+++ EXTRACTED DATA

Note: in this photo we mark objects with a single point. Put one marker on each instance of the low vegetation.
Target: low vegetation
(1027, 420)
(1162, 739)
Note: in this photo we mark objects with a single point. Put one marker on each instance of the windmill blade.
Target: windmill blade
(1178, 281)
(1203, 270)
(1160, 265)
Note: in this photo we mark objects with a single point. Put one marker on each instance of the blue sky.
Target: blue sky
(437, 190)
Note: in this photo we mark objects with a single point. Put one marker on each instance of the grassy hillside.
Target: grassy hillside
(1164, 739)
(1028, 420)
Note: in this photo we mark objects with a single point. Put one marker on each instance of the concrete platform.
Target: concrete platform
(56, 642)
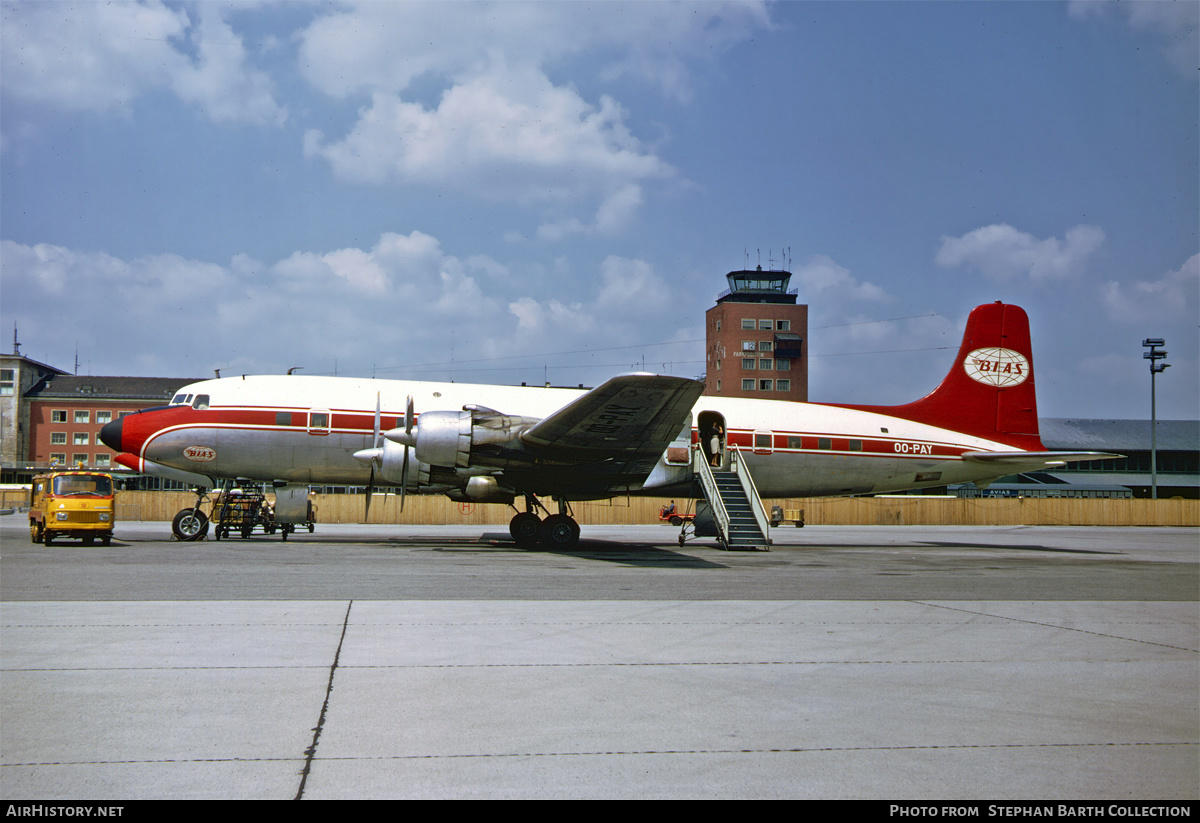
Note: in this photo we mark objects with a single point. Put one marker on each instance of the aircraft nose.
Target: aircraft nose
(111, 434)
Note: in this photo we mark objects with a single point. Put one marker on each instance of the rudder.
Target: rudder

++++++

WORK REQUIRED -
Reproduce the entries above word for word, starting at the line that contains "the grassy hillside." and ending with the last line of the entries. Leave the pictures out of your answer.

ANSWER TO THE EXERCISE -
Note: in this photo we mark objects with a single point. Put one marker on each instance of the grassy hillside.
Target: grassy hillside
(1164, 739)
(1028, 420)
Note: in this photo we mark objects with a single point. Put one marker on each instance of the concrete platform.
Target: concrete platform
(56, 642)
Note: in this photo we mark objects with a single point. Put one marker on each instance of the aircraft nose.
Target: aircraft nose
(111, 434)
Note: in this photo we mark objects with a single point. Put one marker on each instance of the rudder.
Target: rudder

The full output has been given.